### Given problem
Starting at the line below that contains "Target: horizontal stabilizer", print each line through the end of the records exactly as it appears.

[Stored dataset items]
++++

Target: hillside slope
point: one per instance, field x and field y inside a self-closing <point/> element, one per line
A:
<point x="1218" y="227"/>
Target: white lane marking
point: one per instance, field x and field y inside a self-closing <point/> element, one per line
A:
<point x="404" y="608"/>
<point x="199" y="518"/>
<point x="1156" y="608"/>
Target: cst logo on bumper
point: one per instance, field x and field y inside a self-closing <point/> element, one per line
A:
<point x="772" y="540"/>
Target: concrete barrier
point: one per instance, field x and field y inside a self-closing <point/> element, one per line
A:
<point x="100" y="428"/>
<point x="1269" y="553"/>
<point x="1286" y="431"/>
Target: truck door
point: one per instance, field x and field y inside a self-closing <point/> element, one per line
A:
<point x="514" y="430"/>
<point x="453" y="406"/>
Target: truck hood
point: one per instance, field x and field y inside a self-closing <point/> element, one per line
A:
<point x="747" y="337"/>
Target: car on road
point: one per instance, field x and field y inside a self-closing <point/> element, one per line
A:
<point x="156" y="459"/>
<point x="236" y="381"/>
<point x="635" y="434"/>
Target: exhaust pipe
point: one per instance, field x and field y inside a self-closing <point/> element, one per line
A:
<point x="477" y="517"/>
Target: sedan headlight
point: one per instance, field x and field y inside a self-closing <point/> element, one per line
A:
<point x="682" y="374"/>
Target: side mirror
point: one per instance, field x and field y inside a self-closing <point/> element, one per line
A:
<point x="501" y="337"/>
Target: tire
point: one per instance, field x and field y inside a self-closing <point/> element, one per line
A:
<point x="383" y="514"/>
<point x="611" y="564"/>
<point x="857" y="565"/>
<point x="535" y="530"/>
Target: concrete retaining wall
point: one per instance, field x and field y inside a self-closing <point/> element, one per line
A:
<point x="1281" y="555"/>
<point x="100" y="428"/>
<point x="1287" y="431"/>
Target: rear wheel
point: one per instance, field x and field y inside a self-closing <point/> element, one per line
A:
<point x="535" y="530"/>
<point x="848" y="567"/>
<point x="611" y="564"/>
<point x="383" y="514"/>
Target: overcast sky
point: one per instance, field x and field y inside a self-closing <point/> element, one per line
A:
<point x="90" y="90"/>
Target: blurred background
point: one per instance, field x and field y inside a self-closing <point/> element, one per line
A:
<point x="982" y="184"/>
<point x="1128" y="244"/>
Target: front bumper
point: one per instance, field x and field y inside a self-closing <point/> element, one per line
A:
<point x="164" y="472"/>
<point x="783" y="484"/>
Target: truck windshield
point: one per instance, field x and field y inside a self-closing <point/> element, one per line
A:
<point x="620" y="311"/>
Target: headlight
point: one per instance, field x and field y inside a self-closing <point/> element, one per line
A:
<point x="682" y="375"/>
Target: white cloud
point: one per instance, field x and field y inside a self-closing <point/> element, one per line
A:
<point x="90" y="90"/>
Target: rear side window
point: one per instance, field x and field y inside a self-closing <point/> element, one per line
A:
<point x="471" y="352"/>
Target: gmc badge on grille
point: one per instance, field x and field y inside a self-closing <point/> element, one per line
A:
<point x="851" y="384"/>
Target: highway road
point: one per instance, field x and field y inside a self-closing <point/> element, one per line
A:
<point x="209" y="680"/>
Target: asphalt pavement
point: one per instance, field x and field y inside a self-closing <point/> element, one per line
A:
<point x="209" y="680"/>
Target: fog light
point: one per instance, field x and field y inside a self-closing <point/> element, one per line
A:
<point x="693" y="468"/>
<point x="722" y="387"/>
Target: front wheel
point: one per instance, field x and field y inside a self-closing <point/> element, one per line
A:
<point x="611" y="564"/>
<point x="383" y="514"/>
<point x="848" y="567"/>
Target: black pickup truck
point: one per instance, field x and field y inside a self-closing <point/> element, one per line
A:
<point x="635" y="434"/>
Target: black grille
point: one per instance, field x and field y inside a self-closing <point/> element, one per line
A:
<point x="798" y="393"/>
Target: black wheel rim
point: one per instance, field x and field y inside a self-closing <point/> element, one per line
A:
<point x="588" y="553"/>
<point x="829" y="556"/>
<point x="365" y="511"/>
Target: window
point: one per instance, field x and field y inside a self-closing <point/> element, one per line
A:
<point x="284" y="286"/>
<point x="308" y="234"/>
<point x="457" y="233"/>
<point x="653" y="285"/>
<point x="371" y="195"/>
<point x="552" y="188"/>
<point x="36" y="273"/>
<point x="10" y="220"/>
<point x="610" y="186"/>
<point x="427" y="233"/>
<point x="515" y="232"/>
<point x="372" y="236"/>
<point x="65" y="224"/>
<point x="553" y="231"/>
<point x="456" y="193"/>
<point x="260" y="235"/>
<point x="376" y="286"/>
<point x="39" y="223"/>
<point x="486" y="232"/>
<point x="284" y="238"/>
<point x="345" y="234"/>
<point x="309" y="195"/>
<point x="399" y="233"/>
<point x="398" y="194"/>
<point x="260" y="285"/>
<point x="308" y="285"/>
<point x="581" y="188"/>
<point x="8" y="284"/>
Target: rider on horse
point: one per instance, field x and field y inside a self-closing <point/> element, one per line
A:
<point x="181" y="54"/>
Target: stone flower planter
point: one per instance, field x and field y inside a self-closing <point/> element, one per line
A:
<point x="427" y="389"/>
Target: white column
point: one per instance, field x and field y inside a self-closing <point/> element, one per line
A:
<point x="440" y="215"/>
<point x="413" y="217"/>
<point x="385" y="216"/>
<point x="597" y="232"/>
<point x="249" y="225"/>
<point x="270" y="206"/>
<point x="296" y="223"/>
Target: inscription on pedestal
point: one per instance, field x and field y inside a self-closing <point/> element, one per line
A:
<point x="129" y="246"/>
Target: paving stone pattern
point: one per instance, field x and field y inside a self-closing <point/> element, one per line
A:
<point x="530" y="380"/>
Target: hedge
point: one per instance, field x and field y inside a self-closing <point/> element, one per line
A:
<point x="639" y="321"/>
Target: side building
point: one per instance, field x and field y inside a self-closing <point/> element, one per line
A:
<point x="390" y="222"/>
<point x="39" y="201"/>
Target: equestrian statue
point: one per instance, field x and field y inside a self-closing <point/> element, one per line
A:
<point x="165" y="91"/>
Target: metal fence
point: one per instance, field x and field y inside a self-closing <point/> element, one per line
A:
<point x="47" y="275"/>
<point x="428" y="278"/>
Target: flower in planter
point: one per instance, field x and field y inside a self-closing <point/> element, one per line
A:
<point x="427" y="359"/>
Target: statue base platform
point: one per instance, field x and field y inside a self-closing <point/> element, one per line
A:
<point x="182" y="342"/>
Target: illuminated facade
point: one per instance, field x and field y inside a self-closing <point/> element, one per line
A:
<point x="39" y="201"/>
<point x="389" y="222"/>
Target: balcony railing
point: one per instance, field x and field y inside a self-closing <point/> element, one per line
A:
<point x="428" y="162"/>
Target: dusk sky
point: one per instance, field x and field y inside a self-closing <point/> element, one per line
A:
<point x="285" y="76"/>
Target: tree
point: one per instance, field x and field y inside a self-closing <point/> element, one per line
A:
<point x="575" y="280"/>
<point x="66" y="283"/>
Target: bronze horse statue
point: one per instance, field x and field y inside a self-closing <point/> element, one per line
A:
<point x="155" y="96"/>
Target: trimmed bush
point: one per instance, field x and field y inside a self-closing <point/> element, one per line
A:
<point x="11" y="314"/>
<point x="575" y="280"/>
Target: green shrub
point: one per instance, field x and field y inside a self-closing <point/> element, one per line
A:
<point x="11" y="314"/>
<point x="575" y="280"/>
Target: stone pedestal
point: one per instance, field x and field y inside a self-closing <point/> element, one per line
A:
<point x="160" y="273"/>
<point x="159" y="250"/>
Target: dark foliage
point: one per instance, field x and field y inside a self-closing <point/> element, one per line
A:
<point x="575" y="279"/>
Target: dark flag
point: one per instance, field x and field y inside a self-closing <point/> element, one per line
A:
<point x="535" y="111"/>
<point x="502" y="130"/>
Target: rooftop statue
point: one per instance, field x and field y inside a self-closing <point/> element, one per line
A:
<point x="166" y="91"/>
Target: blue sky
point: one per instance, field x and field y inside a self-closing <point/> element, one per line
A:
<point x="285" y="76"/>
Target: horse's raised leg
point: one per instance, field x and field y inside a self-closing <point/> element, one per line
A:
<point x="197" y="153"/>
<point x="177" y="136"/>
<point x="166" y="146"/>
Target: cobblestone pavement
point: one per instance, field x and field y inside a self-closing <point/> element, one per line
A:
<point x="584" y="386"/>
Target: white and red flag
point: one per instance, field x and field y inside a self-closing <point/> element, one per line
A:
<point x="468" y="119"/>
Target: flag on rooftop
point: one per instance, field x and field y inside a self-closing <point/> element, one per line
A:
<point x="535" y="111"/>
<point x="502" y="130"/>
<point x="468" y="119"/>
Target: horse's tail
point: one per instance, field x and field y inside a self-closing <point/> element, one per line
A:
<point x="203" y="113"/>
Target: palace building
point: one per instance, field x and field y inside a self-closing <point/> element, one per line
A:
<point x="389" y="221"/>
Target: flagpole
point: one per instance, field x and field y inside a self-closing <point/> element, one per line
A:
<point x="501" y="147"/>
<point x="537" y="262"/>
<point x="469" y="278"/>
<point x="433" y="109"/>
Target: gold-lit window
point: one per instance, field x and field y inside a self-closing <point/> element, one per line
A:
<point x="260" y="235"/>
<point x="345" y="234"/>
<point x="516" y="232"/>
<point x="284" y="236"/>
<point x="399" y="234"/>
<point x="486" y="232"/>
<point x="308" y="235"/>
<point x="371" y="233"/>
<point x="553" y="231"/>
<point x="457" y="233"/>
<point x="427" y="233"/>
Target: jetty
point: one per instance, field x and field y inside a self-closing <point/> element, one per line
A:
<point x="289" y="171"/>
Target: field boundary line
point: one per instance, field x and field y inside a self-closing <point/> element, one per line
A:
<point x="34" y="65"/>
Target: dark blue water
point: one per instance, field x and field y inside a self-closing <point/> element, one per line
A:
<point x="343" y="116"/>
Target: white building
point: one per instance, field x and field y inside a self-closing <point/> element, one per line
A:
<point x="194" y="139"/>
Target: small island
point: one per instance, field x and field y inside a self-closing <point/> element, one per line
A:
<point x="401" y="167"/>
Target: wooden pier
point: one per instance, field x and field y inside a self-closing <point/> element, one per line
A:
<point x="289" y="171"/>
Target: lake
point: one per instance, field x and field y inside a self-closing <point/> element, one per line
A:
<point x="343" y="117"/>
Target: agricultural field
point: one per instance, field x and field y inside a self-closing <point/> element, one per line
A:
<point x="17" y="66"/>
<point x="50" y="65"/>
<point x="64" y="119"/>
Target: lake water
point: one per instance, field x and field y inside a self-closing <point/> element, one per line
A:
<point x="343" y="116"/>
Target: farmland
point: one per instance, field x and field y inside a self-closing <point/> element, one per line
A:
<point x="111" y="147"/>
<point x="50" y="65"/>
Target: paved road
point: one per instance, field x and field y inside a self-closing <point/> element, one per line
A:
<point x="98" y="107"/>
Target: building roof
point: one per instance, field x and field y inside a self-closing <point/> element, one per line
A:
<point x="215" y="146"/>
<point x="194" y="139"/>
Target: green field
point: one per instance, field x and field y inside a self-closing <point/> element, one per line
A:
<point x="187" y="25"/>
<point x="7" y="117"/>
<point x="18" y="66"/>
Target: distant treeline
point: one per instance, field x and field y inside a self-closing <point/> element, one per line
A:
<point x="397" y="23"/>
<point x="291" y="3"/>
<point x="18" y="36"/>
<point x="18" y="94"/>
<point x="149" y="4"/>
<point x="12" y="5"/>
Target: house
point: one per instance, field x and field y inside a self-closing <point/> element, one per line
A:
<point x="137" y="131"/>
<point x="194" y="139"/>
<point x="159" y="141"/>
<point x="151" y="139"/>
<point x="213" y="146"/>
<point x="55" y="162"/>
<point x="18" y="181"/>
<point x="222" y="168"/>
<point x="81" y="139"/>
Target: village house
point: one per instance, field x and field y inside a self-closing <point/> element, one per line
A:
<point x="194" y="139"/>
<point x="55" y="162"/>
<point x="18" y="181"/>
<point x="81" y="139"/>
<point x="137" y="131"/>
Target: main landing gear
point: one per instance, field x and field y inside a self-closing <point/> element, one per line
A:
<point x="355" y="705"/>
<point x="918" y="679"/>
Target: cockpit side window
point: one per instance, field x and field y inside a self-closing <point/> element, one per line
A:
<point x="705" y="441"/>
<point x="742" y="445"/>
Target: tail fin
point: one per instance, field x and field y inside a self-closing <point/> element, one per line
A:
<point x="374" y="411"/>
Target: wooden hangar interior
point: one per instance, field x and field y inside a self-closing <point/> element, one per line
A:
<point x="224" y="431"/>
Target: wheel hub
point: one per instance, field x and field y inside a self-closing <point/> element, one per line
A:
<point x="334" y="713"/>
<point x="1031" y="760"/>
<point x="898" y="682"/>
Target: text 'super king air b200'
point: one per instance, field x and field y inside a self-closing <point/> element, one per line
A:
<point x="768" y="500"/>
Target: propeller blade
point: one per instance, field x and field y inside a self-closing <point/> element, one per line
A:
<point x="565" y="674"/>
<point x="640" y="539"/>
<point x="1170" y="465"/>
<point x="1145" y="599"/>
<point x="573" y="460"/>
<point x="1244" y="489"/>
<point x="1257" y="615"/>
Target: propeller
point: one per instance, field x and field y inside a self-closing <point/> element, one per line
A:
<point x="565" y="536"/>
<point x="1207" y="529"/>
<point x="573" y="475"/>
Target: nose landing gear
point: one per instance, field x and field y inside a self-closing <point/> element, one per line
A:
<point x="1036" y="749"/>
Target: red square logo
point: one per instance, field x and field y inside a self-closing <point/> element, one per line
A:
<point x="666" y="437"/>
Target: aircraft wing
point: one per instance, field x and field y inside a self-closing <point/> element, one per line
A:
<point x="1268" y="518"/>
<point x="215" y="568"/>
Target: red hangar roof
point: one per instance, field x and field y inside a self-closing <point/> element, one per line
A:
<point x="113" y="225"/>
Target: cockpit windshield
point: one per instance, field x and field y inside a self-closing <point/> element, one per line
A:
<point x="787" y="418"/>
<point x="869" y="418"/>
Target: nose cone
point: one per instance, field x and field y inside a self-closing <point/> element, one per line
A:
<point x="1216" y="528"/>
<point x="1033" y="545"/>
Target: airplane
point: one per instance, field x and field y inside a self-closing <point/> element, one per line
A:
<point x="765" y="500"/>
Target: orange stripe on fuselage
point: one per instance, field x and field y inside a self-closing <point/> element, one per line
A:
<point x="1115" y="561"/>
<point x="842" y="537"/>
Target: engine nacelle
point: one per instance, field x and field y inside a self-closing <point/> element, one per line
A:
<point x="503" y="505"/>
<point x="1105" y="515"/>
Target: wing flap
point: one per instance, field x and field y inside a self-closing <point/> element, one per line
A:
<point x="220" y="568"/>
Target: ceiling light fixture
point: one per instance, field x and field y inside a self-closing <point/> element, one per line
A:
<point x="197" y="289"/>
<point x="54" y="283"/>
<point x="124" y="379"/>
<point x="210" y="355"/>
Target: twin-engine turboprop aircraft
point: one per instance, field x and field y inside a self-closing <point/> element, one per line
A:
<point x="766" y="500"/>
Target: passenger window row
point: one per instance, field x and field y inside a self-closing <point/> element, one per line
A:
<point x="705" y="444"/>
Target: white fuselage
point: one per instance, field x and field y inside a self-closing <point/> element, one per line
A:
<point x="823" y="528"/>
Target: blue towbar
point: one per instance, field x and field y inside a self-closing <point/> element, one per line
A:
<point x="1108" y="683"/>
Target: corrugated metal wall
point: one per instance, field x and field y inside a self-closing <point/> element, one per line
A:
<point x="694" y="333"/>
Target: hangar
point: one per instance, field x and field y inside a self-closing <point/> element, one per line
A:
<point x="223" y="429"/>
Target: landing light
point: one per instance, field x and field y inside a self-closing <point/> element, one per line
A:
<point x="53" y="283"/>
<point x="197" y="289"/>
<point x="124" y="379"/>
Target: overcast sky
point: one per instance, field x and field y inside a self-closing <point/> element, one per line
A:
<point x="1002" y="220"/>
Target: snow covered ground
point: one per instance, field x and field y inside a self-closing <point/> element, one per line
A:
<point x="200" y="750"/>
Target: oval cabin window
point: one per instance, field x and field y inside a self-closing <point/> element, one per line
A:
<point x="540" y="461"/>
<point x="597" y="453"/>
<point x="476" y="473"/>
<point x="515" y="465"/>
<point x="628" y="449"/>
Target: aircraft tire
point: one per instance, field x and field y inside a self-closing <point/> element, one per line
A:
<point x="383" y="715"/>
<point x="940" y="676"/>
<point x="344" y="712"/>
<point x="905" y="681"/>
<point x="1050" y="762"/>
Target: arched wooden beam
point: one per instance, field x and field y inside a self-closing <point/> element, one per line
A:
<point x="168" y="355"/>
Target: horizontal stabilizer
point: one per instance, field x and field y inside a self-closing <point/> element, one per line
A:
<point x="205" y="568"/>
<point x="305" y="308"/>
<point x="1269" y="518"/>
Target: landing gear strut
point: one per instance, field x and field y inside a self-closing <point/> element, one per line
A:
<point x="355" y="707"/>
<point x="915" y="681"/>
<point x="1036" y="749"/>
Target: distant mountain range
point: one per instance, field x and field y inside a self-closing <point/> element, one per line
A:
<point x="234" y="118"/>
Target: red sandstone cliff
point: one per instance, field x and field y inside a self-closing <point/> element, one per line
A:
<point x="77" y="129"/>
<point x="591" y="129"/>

++++

### Finished exercise
Target: horizontal stabilizer
point: one per instance, field x and field y inside a self-closing <point/> element, one per line
A:
<point x="205" y="568"/>
<point x="305" y="308"/>
<point x="1269" y="518"/>
Target: landing gear strut
point: one per instance, field x and field y inside a self-closing <point/> element, one per line
A:
<point x="355" y="707"/>
<point x="915" y="681"/>
<point x="1036" y="749"/>
Target: distant mountain range
point: one per instance, field x and field y inside a self-closing <point/> element, one per line
A:
<point x="234" y="118"/>
Target: red sandstone cliff
point: one per instance, field x and field y inside a self-closing <point/> element, one per line
A:
<point x="77" y="129"/>
<point x="591" y="129"/>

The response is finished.